Operare continue de-contestualizzazioni, procedere per metodiche rimozioni, non può che essere considerata una scelta politica. Il discorso mediatico dominante sta di fatto scendendo in campo, confondendo giornalismo e propaganda. Se c’è uno “scontro” o un “conflitto”, sembra essere quello sulle parole che si sceglie o meno di utilizzare. Le vittime di questa guerra sono molte, e tutte gravi. La prima è una popolazione palestinese de-umanizzata, oggetto (e mai soggetto) di una ricostruzione parziale degli eventi che la riguardano, nella quale viene sistematicamente ridotta al silenzio e resa invisibile. E se il punto di partenza è una distorsione, non ci sarà niente che potrà essere fatto per raddrizzare l’ordine del discorso. La seconda vittima, non meno grave, è l’opinione pubblica, privata del diritto ad una informazione completa e obiettiva (non equidistante, non imparziale: obiettiva), infantilizzata e disorientata perché, in fondo, “è tutto molto complicato”.

Nominare per esistere

E non è quindi un caso che una nuova generazione di palestinesi oggi stia insistendo proprio sull’uso delle parole come elemento politico primario nella ridefinizione della propria lotta di resistenza. Per riappropriarsi del linguaggio e risignificarlo, scegliendo di nominare essa stessa la propria oppressione, rifiutando di adottare le categorie di chi la esercita e la perpetua.

Tra gli elementi fondativi del dispositivo coloniale israeliano c’è infatti la frammentazione imposta non solo allo spazio e alla geografia palestinesi, ma anche al linguaggio. Nella divisione terminologica operata tra i diversi territori - Cisgiordania, Gaza, Gerusalemme, diaspore, campi profughi - si riflette anche il tentativo di dispersione dell’unità del popolo palestinese, non più percepito come corpus unico, ma come un insieme frammentato di oppressioni – e relative resistenze - diverse e separate, a volte persino non comunicanti, certamente gerarchizzate.

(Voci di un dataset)
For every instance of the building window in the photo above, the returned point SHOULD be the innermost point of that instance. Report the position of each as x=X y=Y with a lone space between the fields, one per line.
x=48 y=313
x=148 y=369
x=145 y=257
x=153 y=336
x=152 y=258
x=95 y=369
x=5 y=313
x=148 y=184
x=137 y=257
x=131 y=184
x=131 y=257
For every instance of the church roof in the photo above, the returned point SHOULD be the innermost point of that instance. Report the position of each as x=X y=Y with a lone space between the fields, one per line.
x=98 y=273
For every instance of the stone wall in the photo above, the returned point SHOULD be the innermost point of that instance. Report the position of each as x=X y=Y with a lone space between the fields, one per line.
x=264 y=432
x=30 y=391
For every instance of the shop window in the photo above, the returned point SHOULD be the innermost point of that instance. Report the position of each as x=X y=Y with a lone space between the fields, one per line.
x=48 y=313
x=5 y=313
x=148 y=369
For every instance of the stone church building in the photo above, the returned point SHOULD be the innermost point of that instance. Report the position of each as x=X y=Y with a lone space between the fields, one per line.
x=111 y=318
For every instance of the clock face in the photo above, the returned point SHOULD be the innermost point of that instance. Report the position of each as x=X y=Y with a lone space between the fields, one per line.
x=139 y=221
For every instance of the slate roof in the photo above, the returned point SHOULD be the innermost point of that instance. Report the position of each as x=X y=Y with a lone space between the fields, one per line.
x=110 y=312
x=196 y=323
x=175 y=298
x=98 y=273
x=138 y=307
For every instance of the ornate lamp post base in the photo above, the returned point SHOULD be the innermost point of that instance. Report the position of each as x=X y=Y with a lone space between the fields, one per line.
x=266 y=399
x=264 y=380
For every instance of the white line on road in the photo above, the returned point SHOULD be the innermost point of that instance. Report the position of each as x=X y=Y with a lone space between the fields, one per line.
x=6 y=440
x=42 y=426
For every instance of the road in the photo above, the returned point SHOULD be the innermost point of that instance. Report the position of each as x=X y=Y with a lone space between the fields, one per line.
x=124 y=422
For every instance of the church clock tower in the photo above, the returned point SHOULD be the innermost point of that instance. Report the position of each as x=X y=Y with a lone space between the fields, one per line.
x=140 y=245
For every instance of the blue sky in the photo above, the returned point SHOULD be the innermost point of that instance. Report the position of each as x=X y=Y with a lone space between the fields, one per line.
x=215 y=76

Operazioni richieste
1) Trascrivi dal brano sul linguaggio e la Palestina il passo che va da "E non è quindi" a "e la perpetua.".
2) Nel brano sul linguaggio e la Palestina, chi è indicato come seconda vittima della guerra sulle parole?
3) Prosegui il brano sul linguaggio e la Palestina a partire dal punto in cui si interrompe.
I record provengono da una fonte diversa da quella del brano.

Risposte per compito
1)
E non è quindi un caso che una nuova generazione di palestinesi oggi stia insistendo proprio sull’uso delle parole come elemento politico primario nella ridefinizione della propria lotta di resistenza. Per riappropriarsi del linguaggio e risignificarlo, scegliendo di nominare essa stessa la propria oppressione, rifiutando di adottare le categorie di chi la esercita e la perpetua.

2) La seconda vittima è l'opinione pubblica.

3)
Ma se c’è una cosa che emerge con assoluta chiarezza da questa crisi, è al contrario l’unità del popolo palestinese. “Israele non è riuscito nel suo intento di dividerci”, scrive il giornalista Amjad Iraqi. “Il fatto che i palestinesi abbiano preso le strade ovunque è un promemoria che, nonostante gli innumerevoli strumenti adottati contro le sue vittime, la politica coloniale israeliana non ha avuto successo” . La rivolta popolare ha investito dopo decenni le città miste interne ad Israele, quelle dei Territori Occupati, Gerusalemme, le diaspore, con migliaia di persone che si sono riversate ai confini con il Libano e la Giordania, e le piazze europee e del resto del mondo che si sono riempite di palestinesi di seconda generazione che reclamano oggi la parola.

È così che anche il linguaggio imposto dalla diplomazia e dai mass media internazionali viene rifiutato e riscritto: “conflitto”, “scontro”, “guerra”, “resilienza”, lasciano spazio a “colonialismo”, “apartheid”, “pulizia etnica”, “resistenza”. Parole che sono state deprivate del loro senso originario, trasfigurate, sovrapposte. Fino a renderle quasi inutilizzabili per timore di dire l’indicibile. “Siamo all’ultimo respiro, l’unica opzione che ci resta è essere noi stessi. E l’unica opzione per il mondo è quella di accettarci”, afferma Mariam Barghouti. E se ciò che non viene nominato non esiste, è proprio dalla scelta delle parole usate per raccontare che forse occorre ripartire.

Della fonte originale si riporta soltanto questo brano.